**Verilen metin**.

------------

Barışı çıkartanlar

İnsanoğlu doğumunda kendisini kimin kucağında, kimin ocağında, mahallesinde ve bucağında olacağını bilmiyor, seçemiyor, istek ve arzusunu belirtemiyor. Tamamen ilahi karar neticesinde cinsiyeti, dili, ırkı ve sosyal aile yapısı belirlenerek dünyaya gözlerini açıyor.


  • Kayıt: 11.10.2014 12:01:00 Güncelleme: 11.10.2014 19:04:00

İnsanoğlu doğumunda kendisini kimin kucağında, kimin ocağında, mahallesinde ve bucağında olacağını bilmiyor, seçemiyor, istek ve arzusunu belirtemiyor. Tamamen ilahi karar neticesinde cinsiyeti, dili, ırkı ve sosyal aile yapısı belirlenerek dünyaya gözlerini açıyor.

 

Avrupa'da doğan bir insan ile Asya kıtasında doğan bir insanın dünyaya ve hayata bakışları tabii olarak farklılık arzedecektir. Bununla bağlantılı olarak kendi ülkelerindeki insanlara karşı olan görüşleriyle diğer ülke vatantaşlarına karşı görüşleri aynı çizgide olmayabilecektir. Kendini diğer farklılarla kıyas edeceği zaman, kendi duruşu ve düşüncesi anlam kazanmaktadır. Dünyaya ayak basan insanlar; tarihi, siyasi ve coğrafi sebeplerden dolayı sınırlarını belirlemiş ve yaşam biçimini şekillendirmişler. Kendilerini kendilerinden olmayanlar ile kıyaslayarak tanımlamışlar.

 

Tarih boyunca çeşitli halklar zaman zaman barış içerisinde, zaman zaman kavgalı, zaman zaman yaşamlarını savaşarak sürdürmüşler. Bazı savaşlar din ve mezhep üzerinden sürdürülmüş, bazıları ırk üzerinden, bazıları ise toprak, su ve yer altı zenginlikleri üzerinden devam edegelmiştir.

------------

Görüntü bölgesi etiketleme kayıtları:
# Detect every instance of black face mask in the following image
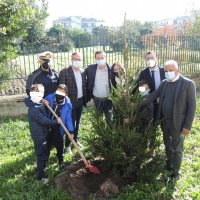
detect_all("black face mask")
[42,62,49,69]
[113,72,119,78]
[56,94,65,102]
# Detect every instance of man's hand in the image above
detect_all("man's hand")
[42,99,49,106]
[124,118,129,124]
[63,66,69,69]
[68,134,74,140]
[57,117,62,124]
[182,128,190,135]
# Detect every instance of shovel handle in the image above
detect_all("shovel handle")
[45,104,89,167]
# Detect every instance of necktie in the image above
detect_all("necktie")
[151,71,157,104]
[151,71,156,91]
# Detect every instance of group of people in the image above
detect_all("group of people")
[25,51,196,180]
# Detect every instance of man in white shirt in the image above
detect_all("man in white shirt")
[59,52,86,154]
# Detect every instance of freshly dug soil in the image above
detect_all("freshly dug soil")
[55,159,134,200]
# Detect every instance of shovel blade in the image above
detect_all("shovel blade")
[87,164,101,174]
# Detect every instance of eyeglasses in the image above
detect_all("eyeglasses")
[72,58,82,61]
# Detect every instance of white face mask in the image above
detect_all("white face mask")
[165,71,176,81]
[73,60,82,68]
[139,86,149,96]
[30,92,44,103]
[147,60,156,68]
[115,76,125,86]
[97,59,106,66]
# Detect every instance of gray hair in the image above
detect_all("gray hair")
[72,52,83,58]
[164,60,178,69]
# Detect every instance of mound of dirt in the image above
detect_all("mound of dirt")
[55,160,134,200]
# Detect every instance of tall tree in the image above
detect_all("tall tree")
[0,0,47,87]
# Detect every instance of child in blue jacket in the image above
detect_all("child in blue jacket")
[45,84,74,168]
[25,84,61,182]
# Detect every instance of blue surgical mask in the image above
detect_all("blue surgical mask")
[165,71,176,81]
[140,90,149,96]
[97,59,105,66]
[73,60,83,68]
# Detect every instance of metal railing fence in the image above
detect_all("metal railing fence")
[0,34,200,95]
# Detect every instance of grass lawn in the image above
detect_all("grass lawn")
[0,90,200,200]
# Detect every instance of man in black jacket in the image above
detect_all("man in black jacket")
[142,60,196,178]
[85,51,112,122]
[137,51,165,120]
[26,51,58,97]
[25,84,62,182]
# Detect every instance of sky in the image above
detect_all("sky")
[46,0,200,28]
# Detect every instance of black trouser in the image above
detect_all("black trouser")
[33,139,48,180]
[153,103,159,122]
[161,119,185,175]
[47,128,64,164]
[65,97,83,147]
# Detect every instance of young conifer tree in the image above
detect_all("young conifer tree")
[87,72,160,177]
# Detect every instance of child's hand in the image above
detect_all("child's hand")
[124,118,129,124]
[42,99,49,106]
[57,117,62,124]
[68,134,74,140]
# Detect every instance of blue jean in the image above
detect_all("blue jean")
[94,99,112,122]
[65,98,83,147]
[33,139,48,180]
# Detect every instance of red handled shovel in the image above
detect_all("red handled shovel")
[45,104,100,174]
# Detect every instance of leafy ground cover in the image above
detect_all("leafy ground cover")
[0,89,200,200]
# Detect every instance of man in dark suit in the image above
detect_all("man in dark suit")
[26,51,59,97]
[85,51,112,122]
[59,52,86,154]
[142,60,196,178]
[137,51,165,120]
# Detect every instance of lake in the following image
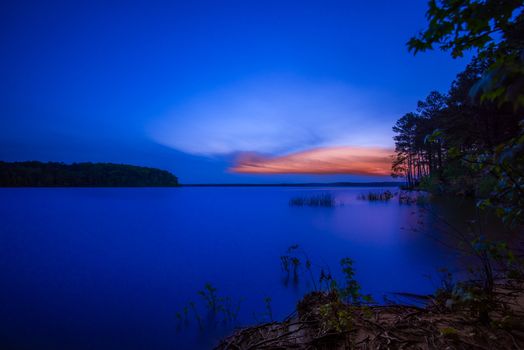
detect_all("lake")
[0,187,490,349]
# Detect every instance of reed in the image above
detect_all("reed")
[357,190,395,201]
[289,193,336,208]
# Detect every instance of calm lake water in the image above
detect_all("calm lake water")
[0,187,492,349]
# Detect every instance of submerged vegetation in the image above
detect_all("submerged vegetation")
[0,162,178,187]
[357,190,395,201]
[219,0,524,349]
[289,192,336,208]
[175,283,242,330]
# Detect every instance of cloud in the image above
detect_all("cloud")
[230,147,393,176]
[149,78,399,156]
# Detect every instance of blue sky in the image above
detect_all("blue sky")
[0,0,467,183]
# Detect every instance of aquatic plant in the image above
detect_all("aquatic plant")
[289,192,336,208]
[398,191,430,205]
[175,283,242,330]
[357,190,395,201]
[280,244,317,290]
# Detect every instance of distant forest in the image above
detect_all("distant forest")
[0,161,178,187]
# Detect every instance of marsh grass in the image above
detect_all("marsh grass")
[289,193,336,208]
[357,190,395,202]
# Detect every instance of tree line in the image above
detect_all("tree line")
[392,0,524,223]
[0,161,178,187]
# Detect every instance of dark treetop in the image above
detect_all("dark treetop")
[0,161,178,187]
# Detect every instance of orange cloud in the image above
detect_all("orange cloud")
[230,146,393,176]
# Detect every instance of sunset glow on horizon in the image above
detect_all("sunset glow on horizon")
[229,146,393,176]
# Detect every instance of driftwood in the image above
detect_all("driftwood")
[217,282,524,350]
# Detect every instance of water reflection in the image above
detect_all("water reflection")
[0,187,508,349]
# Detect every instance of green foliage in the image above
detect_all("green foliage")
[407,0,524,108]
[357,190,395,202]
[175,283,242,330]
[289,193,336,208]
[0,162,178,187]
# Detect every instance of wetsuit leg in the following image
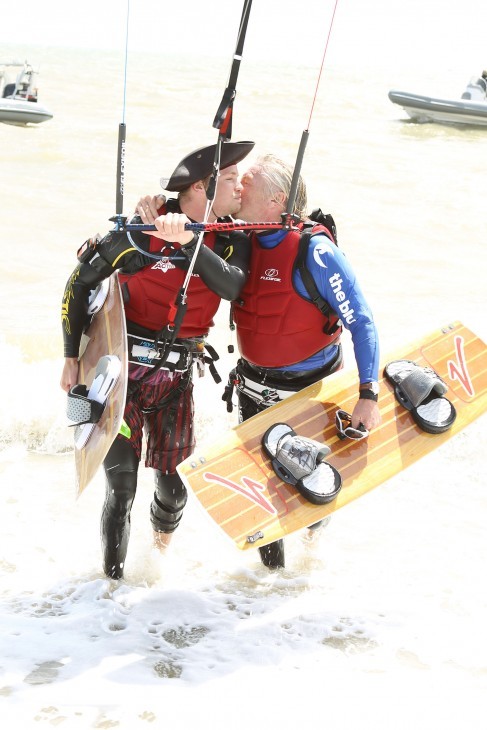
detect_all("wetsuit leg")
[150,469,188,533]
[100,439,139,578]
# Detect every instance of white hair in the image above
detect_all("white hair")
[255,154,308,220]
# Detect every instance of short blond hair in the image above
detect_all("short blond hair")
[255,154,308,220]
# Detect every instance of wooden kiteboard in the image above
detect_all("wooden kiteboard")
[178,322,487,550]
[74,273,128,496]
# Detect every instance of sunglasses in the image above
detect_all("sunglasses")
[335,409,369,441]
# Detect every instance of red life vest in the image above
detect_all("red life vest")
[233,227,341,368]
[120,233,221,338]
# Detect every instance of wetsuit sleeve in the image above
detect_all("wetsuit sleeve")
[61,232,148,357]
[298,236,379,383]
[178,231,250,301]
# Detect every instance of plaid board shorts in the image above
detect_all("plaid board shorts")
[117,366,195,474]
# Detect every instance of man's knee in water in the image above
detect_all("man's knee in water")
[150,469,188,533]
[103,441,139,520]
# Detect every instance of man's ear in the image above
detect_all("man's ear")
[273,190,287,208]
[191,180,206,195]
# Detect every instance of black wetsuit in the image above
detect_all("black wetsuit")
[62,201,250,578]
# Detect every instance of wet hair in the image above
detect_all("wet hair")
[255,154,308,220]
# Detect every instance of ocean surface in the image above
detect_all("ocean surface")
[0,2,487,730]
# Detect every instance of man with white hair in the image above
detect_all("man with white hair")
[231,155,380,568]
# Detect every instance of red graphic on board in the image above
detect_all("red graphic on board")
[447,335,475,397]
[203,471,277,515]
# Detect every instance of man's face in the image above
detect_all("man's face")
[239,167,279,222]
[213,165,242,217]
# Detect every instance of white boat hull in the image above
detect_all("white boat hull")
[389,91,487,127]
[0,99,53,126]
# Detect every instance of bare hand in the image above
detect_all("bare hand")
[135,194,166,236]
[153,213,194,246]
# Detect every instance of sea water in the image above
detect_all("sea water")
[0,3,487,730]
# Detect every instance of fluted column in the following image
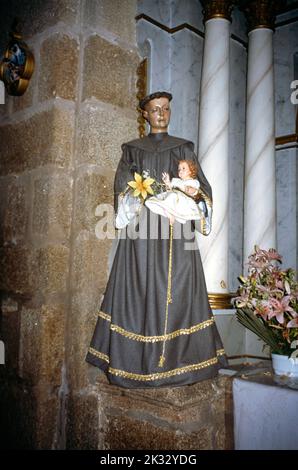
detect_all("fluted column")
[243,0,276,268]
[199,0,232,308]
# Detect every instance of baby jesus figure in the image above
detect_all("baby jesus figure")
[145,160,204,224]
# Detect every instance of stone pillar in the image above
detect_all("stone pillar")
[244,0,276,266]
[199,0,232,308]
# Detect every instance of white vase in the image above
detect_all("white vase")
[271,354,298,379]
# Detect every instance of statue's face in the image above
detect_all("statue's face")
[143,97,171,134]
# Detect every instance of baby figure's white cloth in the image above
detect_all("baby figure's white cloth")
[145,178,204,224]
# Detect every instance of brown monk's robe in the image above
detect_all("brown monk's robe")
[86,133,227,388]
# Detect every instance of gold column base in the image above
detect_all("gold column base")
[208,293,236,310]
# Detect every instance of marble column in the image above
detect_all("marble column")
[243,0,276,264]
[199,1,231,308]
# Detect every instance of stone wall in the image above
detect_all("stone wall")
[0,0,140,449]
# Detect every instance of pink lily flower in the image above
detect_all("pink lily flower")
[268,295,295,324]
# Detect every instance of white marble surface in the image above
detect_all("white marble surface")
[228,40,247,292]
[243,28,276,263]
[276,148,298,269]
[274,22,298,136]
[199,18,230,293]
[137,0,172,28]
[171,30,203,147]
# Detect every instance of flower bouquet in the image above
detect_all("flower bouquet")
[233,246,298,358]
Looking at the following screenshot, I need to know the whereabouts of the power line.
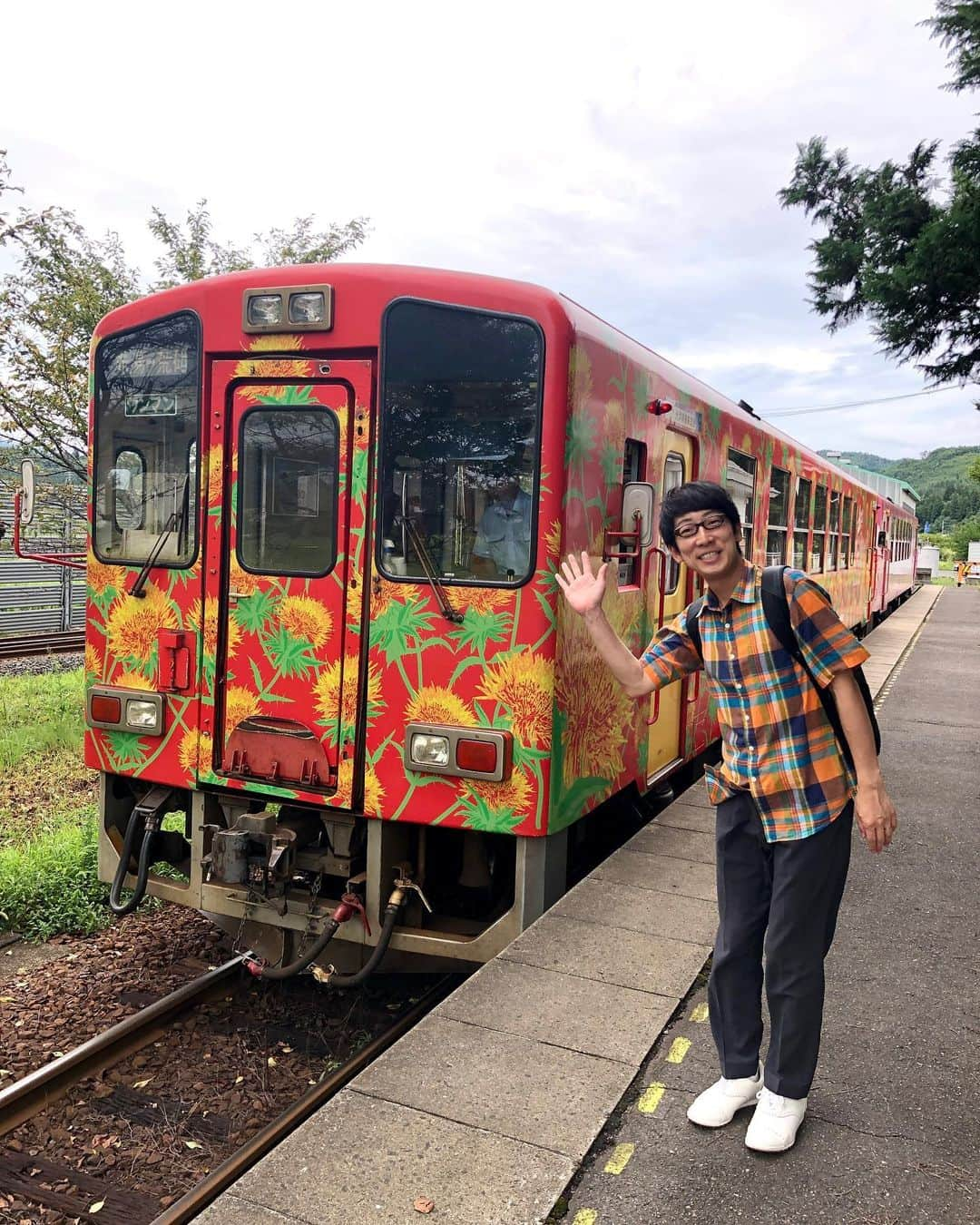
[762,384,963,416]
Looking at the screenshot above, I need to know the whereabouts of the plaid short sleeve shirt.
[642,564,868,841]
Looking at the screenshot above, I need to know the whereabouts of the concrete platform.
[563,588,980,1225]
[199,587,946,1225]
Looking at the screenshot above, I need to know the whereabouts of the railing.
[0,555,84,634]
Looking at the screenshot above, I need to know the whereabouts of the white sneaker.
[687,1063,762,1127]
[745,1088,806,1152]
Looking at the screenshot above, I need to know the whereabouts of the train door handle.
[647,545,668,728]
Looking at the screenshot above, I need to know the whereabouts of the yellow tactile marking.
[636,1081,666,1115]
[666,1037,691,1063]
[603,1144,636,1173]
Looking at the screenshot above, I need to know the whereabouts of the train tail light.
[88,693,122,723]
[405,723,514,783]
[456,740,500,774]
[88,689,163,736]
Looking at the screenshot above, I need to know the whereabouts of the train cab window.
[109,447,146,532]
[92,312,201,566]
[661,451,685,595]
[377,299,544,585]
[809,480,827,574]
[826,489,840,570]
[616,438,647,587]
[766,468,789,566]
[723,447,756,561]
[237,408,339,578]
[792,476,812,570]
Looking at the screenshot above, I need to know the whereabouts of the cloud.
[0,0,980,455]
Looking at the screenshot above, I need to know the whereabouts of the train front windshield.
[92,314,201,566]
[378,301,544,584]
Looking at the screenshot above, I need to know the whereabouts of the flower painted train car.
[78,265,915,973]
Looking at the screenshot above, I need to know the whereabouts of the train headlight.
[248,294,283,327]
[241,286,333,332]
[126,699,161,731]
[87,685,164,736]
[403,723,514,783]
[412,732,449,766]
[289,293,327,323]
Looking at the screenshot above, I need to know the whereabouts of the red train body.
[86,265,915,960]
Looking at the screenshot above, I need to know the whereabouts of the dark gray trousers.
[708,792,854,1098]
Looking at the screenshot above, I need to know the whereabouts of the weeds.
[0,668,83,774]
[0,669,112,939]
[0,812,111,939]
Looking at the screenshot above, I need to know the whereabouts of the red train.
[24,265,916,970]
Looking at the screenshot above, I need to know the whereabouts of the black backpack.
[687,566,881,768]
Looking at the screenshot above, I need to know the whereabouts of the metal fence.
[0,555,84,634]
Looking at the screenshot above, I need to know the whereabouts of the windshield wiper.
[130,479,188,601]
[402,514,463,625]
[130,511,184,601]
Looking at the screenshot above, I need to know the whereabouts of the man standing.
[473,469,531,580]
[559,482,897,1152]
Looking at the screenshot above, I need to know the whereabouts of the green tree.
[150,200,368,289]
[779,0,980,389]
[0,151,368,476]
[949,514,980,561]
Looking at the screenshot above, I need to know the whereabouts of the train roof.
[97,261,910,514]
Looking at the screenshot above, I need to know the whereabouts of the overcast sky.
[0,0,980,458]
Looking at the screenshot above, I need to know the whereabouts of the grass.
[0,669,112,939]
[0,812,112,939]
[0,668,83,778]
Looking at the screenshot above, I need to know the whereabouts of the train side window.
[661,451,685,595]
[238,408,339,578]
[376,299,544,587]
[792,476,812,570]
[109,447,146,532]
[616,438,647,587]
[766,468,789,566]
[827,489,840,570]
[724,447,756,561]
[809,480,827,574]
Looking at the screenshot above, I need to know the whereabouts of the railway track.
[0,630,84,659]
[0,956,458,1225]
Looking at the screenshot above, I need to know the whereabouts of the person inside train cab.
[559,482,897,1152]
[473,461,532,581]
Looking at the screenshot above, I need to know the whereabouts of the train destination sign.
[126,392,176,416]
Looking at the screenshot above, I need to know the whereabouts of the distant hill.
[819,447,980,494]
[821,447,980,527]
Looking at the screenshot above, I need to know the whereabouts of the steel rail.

------------

**Alıştırma yönergeleri**.
A. Verilen metinde bazı savaşların üzerinden sürdürüldüğü söylenen şeylerin hepsini sıralayın.
B. Kayıtların başından başlayıp "[151,71,156,91]" içeren satırla biten satırları, iki uç da dahil olmak üzere aynen yazdırın ve resimleri cevaba almayın.
Metin ile kayıtlar birbirinden ayrı malzemelerdir.

**Eksiksiz cevaplar**.
A. din, mezhep, ırk, toprak, su, yer altı zenginlikleri

B.
# Detect every instance of black face mask in the following image
detect_all("black face mask")
[42,62,49,69]
[113,72,119,78]
[56,94,65,102]
# Detect every instance of man's hand in the image above
detect_all("man's hand")
[42,99,49,106]
[124,118,129,124]
[63,66,69,69]
[68,134,74,140]
[57,117,62,124]
[182,128,190,135]
# Detect every instance of shovel handle in the image above
detect_all("shovel handle")
[45,104,89,167]
# Detect every instance of necktie in the image above
detect_all("necktie")
[151,71,157,104]
[151,71,156,91]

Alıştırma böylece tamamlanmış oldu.